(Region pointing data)
= Beginning of Section =

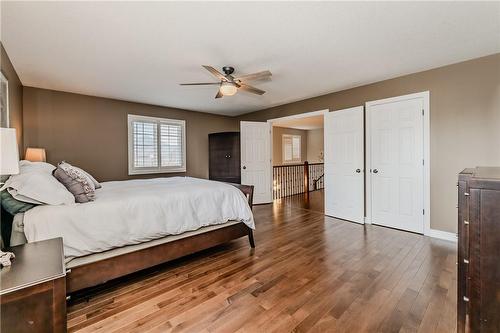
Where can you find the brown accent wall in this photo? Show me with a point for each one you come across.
(91, 132)
(15, 96)
(278, 143)
(465, 121)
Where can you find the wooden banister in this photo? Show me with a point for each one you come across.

= End of Section =

EXERCISE DESCRIPTION
Please retype every record above exactly, leaving out the pictures.

FINISHED TASK
Where can you find the brown accent wall in this photo? Show me with a point for each one you come across.
(91, 132)
(15, 96)
(278, 143)
(465, 121)
Where can you find the wooden banister in this photo? Show me with a point for each one you come across.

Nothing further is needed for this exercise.